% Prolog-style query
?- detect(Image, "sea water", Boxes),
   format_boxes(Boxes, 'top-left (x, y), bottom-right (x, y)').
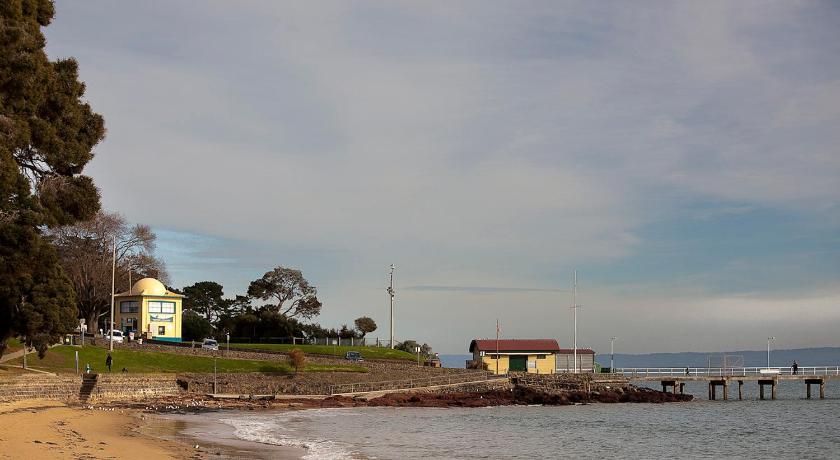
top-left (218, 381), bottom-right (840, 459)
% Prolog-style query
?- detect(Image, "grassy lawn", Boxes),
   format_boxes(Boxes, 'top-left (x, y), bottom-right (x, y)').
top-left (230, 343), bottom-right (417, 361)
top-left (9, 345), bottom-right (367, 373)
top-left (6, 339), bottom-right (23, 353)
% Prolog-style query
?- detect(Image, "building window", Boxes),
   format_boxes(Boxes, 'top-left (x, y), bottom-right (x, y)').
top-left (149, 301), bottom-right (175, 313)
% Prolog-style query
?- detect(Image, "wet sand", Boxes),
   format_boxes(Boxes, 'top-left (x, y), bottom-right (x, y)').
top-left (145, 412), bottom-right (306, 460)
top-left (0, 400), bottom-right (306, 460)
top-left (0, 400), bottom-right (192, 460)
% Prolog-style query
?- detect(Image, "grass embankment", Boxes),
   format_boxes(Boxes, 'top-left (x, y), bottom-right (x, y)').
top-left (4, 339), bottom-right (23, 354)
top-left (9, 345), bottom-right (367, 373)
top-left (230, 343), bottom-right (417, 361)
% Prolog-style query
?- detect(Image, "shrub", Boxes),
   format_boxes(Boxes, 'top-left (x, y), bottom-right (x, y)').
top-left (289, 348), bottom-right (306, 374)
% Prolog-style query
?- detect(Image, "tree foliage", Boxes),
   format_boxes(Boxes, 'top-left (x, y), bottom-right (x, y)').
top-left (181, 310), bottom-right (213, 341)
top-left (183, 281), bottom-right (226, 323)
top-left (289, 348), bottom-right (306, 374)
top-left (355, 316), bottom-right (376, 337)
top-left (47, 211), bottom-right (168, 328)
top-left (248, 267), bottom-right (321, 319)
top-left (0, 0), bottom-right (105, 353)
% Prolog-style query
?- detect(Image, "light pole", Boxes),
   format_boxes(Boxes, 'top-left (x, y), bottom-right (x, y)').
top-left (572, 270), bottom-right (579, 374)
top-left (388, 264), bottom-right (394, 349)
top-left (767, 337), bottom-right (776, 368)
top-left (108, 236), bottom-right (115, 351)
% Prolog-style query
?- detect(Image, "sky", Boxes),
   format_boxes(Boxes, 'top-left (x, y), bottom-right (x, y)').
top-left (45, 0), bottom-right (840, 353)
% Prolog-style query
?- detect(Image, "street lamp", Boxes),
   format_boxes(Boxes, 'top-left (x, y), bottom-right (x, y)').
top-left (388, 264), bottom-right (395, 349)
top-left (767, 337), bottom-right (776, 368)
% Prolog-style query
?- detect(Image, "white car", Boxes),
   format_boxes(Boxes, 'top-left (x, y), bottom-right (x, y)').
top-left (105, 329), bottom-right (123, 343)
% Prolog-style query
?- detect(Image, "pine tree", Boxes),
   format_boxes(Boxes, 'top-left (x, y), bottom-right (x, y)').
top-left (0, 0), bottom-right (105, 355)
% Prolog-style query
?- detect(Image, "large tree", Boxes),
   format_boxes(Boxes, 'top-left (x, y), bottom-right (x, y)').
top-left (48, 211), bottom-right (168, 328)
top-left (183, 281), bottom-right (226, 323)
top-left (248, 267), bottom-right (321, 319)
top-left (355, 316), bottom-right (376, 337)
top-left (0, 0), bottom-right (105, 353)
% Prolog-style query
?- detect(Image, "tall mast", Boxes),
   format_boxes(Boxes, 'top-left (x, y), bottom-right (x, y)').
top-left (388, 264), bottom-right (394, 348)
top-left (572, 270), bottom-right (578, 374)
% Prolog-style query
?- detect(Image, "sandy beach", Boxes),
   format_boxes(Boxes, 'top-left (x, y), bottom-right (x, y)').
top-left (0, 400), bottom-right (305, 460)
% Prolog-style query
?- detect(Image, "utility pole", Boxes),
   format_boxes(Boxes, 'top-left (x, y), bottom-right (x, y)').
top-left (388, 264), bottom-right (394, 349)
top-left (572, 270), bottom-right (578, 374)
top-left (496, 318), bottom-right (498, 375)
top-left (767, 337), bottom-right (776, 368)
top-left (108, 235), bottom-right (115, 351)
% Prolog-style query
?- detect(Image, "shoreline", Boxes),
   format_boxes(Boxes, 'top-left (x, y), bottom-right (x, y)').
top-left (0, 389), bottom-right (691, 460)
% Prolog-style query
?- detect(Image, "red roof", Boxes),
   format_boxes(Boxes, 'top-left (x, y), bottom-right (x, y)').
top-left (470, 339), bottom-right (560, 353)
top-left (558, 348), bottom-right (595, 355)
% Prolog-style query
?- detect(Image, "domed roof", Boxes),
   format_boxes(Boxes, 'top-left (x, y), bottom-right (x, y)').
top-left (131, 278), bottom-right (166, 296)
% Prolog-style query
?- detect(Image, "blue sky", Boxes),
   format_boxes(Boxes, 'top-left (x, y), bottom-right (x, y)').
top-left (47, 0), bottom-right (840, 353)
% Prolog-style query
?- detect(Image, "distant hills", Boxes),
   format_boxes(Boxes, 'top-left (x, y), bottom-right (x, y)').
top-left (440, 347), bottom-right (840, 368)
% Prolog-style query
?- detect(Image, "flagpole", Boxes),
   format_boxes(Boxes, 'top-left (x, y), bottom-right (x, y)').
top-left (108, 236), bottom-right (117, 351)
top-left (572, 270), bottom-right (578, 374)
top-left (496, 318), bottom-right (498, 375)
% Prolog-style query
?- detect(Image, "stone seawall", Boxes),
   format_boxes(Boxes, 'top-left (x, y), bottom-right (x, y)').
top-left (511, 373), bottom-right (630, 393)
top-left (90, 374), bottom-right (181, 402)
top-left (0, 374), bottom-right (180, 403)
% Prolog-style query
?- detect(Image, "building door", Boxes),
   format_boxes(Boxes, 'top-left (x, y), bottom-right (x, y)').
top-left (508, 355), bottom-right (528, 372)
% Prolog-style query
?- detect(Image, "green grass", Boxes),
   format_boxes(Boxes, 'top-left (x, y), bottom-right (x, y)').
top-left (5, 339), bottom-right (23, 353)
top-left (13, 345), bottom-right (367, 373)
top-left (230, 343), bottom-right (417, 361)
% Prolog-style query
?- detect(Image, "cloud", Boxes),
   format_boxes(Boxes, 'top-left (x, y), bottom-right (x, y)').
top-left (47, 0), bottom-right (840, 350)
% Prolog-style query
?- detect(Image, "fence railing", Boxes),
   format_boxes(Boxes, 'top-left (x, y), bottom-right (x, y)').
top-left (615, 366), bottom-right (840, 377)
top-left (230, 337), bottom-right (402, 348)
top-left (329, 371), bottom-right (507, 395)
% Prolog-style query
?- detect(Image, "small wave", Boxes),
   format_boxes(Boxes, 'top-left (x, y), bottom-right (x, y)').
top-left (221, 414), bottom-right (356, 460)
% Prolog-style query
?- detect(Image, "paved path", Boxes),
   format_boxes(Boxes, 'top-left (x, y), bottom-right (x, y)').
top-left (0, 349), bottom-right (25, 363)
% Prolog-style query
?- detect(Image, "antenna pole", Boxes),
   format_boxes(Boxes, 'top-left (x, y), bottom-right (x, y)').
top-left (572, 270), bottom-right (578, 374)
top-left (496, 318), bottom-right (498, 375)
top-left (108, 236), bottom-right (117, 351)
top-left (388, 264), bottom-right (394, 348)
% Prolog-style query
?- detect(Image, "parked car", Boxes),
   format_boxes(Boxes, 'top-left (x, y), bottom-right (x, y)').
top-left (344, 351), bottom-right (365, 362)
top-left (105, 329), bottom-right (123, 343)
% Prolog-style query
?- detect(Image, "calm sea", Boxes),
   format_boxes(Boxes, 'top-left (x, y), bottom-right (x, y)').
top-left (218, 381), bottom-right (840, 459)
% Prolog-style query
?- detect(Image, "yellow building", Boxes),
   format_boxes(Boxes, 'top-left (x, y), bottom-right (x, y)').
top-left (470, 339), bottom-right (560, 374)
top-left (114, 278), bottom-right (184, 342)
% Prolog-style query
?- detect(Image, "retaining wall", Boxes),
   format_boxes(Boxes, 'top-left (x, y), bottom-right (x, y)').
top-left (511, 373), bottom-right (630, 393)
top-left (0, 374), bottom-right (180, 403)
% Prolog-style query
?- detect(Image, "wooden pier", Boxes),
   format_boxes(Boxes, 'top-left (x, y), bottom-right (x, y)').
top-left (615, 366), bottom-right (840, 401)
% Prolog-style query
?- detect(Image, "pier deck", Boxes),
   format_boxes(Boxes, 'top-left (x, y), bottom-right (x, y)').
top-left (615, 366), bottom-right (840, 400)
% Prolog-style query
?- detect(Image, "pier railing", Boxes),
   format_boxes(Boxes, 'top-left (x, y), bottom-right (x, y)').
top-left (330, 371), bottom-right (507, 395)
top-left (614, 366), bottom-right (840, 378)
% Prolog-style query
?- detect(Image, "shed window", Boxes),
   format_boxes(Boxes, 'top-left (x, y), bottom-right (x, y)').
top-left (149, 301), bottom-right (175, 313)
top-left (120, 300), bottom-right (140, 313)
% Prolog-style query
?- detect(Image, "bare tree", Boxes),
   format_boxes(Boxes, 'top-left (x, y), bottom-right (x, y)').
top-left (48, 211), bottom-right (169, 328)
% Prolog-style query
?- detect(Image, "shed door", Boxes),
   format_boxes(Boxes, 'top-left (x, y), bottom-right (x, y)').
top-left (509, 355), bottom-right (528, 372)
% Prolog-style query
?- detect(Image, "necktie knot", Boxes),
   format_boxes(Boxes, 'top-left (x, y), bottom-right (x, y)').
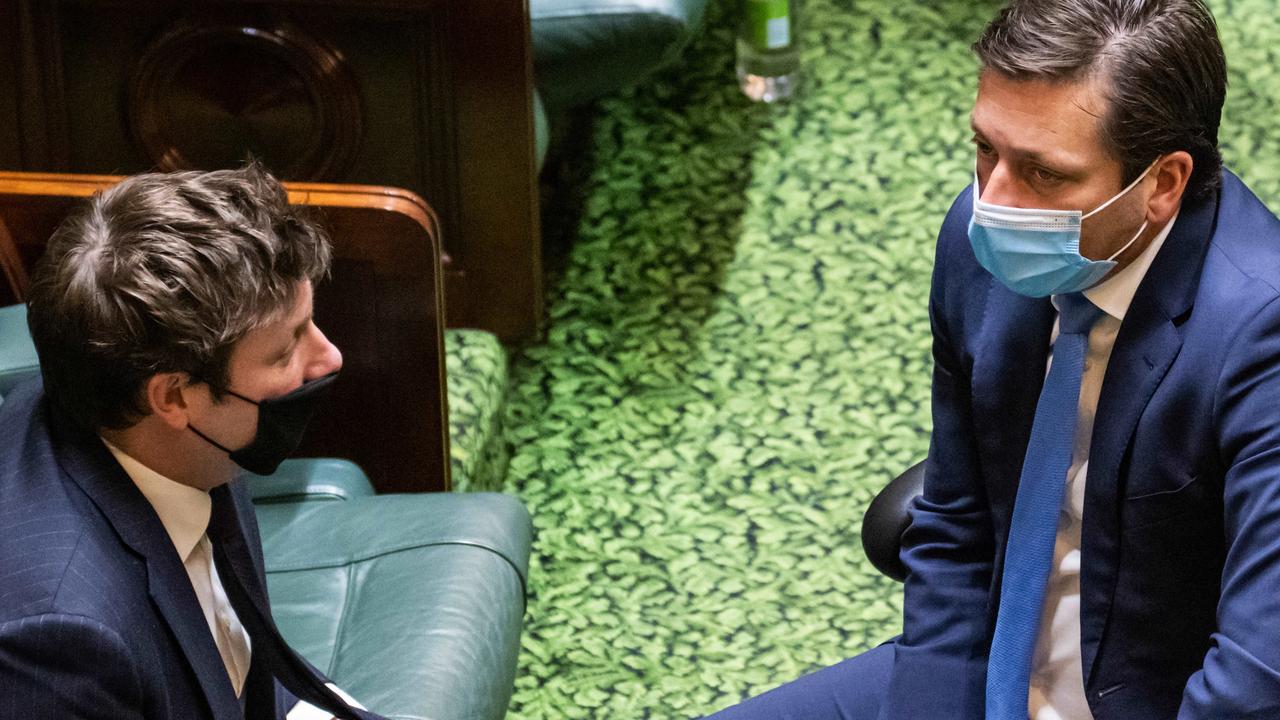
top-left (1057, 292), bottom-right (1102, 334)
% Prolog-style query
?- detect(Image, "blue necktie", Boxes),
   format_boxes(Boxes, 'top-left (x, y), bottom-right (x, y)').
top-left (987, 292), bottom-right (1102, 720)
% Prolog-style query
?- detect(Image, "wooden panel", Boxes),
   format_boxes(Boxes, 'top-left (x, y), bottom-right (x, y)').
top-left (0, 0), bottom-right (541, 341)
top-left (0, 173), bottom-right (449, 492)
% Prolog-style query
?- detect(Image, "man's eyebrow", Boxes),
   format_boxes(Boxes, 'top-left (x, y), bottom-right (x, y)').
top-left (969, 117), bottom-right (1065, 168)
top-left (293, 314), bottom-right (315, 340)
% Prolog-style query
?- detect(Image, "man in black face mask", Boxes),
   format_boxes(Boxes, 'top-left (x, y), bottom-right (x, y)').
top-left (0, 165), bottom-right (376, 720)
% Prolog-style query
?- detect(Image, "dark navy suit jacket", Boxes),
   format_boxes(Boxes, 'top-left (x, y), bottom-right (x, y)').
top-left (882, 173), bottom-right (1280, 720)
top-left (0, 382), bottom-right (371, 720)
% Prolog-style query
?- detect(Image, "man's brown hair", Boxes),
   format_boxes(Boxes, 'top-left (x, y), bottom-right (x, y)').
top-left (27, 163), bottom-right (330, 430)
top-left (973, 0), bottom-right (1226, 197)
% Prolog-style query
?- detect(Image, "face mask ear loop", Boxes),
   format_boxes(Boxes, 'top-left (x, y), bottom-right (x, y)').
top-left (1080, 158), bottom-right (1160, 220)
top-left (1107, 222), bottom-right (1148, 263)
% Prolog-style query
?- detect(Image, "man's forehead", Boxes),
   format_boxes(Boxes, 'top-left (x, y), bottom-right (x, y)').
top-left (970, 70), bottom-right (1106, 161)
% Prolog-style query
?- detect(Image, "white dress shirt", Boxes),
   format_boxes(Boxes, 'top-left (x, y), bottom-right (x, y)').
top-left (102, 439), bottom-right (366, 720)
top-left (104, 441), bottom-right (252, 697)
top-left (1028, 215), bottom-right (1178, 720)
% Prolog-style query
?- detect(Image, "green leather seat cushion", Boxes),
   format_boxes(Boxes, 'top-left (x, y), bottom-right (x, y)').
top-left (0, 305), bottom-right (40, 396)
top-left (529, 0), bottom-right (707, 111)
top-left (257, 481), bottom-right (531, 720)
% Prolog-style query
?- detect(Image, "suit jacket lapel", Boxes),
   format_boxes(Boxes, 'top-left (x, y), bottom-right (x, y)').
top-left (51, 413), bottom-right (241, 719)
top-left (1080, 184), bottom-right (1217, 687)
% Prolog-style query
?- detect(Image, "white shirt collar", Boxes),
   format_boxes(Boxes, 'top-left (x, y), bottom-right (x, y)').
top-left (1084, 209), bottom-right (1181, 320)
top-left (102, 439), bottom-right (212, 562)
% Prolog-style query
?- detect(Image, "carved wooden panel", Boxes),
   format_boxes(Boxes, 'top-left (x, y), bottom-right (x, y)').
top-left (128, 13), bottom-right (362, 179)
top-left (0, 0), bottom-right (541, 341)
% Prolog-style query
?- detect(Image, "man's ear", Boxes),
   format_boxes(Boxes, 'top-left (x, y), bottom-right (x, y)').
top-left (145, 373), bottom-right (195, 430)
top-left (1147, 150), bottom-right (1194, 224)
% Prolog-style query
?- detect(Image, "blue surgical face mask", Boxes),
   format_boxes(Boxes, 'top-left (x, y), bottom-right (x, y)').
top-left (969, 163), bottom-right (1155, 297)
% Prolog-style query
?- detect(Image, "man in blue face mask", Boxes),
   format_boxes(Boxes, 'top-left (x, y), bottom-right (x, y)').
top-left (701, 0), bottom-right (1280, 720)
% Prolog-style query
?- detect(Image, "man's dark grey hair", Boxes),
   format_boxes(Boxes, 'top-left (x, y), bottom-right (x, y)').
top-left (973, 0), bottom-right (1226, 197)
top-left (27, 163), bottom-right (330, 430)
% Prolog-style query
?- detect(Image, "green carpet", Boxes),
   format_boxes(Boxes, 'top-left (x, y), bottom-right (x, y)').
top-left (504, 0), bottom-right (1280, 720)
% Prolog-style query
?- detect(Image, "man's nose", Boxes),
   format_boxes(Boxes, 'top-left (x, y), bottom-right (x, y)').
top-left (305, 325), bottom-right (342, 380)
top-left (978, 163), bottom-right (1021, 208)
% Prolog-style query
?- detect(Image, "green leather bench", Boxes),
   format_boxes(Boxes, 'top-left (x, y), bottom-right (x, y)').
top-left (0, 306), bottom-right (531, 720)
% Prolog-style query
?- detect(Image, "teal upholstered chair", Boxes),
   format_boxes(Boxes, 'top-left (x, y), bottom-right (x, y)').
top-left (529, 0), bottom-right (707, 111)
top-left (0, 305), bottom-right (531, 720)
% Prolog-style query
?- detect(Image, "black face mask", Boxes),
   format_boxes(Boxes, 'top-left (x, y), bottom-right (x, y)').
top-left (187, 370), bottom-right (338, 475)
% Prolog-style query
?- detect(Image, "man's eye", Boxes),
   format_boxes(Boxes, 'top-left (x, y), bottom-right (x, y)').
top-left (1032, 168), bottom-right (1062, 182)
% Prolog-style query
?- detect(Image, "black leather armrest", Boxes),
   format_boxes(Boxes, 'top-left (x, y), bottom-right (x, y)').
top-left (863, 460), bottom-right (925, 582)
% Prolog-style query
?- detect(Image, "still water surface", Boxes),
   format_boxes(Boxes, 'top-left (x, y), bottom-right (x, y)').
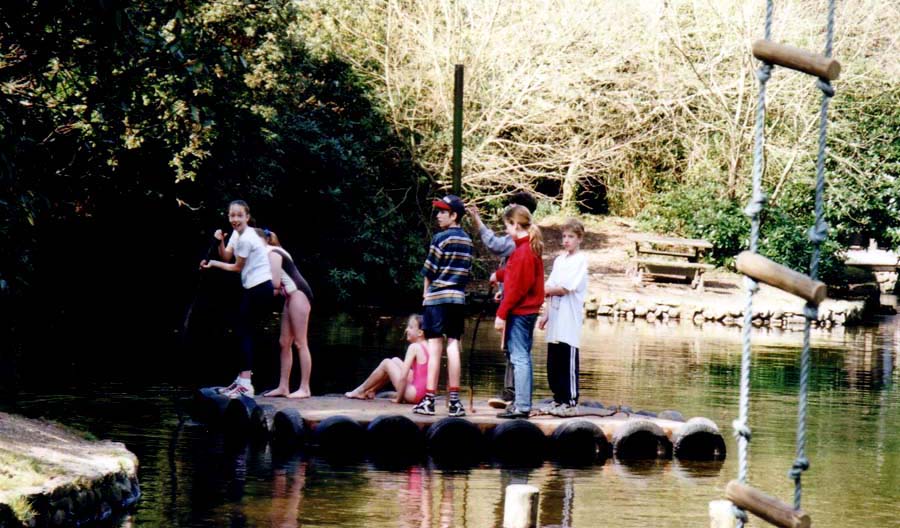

***

== Written exercise ==
Quote the data from its first line through the line containing "top-left (45, 0), bottom-right (840, 353)", including both ends, and omit the pictures.

== Response to this exercise ==
% Prolog-style query
?- detect(Image, "sea water", Boxes),
   format_boxes(Boxes, 'top-left (x, y), bottom-right (x, y)').
top-left (218, 381), bottom-right (840, 459)
% Prolog-style query
?- detect(Image, "grassy lawn", Boxes),
   format_boxes(Boxes, 'top-left (x, y), bottom-right (x, y)').
top-left (230, 343), bottom-right (417, 361)
top-left (9, 345), bottom-right (367, 373)
top-left (6, 339), bottom-right (23, 353)
% Prolog-style query
?- detect(Image, "building window", Boxes),
   format_boxes(Boxes, 'top-left (x, y), bottom-right (x, y)').
top-left (149, 301), bottom-right (175, 313)
% Prolog-style query
?- detect(Image, "wet sand", Boxes),
   format_boxes(Boxes, 'top-left (x, y), bottom-right (x, y)').
top-left (145, 412), bottom-right (306, 460)
top-left (0, 400), bottom-right (306, 460)
top-left (0, 400), bottom-right (192, 460)
% Prolog-style query
?- detect(Image, "grass embankment", Boxes),
   format_boxes(Boxes, 'top-left (x, y), bottom-right (x, y)').
top-left (4, 339), bottom-right (23, 354)
top-left (9, 345), bottom-right (367, 373)
top-left (230, 343), bottom-right (417, 361)
% Prolog-style query
?- detect(Image, "shrub", Boxes),
   format_boxes(Boxes, 'top-left (x, y), bottom-right (x, y)').
top-left (289, 348), bottom-right (306, 374)
% Prolog-style query
?- detect(Image, "tree foliage", Boxes),
   format_boxes(Boxes, 'top-left (x, y), bottom-right (x, y)').
top-left (181, 310), bottom-right (213, 341)
top-left (183, 281), bottom-right (226, 323)
top-left (289, 348), bottom-right (306, 374)
top-left (355, 316), bottom-right (376, 337)
top-left (47, 211), bottom-right (168, 328)
top-left (248, 267), bottom-right (321, 319)
top-left (0, 0), bottom-right (105, 353)
% Prolog-style query
?- detect(Image, "light pole", Boxes),
   format_boxes(Boxes, 'top-left (x, y), bottom-right (x, y)').
top-left (572, 270), bottom-right (579, 374)
top-left (388, 264), bottom-right (394, 349)
top-left (767, 337), bottom-right (776, 368)
top-left (108, 236), bottom-right (115, 351)
% Prolog-style query
?- detect(Image, "sky", Boxes),
   format_boxes(Boxes, 'top-left (x, y), bottom-right (x, y)').
top-left (45, 0), bottom-right (840, 353)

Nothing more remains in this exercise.